* [DOCUMENT PASSAGE]:

#####

By Margo Warren
When I was 38, after both parents had died, I found out my mother wasn’t my birthmother. My parents had taken the secret to the grave.
But like a gravedigger, I pried the secret out of the ground. I dug through every possession in the house they had lived in for 25 years, and I found some strange evidence—baby books with the dates changed, whited out and written over; baby photos with only my father and no sign of a mother. And hiding in plain sight, The Ring of Truth, when I took a good look at my mother’s wedding ring I saw it was engraved with a date a year after I was born.
I was going to Hartford for Passover with my father’s first cousin Paula; maybe she would know something. She was frantically cooking Seder dinner when I joined her in the kitchen. Against the smell of brisket and chicken broth, I laid a stink bomb. “Paula, I’ve been finding all these odd things in my parents’ stuff, can you tell me what’s going on?”
Paula, with her back to me, gripped the stove as hard as she could and said, “All that happened so long ago, I think you should just put it behind you.”
Kaboom. Three days later Paula flew to Washington DC and was in our living room telling me and my husband that my father, yes he was my father, had an affair with a girl from Portland, Maine named Peggy Foley, and that weeks after I was born her sister called him and said “come and get the baby, Peggy can’t take care of her.”
My father, a single man in Maine in the 1950s, swooped in like a rescue hero to pick me up. He showed off his baby girl to some of his cousins who were impressed by his diaper changing skills; and his best friend/lawyer helped arrange for foster care for me in Freeport, Maine with a family called the Wards. That explained the mysterious photos of me in a high chair with one candle on my birthday cake, flanked by two strangers, a mother and her son.

#####

* [EXTRACTED RECORDS]:
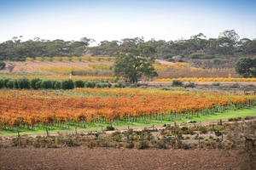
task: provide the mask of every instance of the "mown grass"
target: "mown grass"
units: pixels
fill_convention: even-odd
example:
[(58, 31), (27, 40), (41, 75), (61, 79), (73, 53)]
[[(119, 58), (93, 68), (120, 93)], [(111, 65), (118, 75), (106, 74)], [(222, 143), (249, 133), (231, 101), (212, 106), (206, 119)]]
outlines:
[[(189, 118), (183, 118), (182, 120), (178, 121), (156, 121), (152, 120), (148, 121), (147, 123), (143, 122), (119, 122), (118, 125), (114, 125), (114, 128), (116, 129), (119, 128), (128, 128), (128, 126), (131, 128), (141, 128), (141, 127), (152, 127), (153, 125), (154, 127), (160, 127), (163, 126), (164, 124), (174, 124), (174, 122), (177, 124), (181, 123), (186, 123), (187, 121), (193, 120), (196, 121), (197, 122), (210, 122), (213, 121), (218, 120), (225, 120), (230, 118), (236, 118), (236, 117), (241, 117), (244, 118), (246, 116), (256, 116), (256, 107), (250, 108), (250, 109), (243, 109), (243, 110), (229, 110), (222, 113), (216, 112), (214, 114), (209, 114), (207, 116), (200, 116), (198, 117), (194, 116)], [(106, 130), (107, 126), (109, 126), (109, 124), (103, 123), (102, 124), (102, 129)], [(86, 128), (77, 128), (77, 132), (90, 132), (90, 131), (101, 131), (102, 127), (99, 124), (87, 124)], [(38, 128), (36, 127), (35, 130), (28, 130), (26, 128), (18, 128), (15, 131), (7, 131), (7, 130), (1, 130), (0, 129), (0, 135), (1, 136), (15, 136), (18, 134), (18, 132), (20, 134), (30, 134), (30, 135), (36, 135), (36, 134), (46, 134), (46, 128)], [(70, 126), (70, 128), (58, 128), (58, 127), (53, 127), (53, 129), (50, 128), (48, 129), (48, 132), (49, 134), (55, 134), (58, 133), (75, 133), (75, 127)]]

#####

* [PROBLEM STATEMENT]: From the memoir passage above, list every piece of evidence the narrator reports finding in the parents' house.

* [ANSWER AREA]:
- Baby books with the dates changed, whited out and written over
- Baby photos showing only the father and no sign of a mother
- The mother's wedding ring, engraved with a date a year after the narrator was born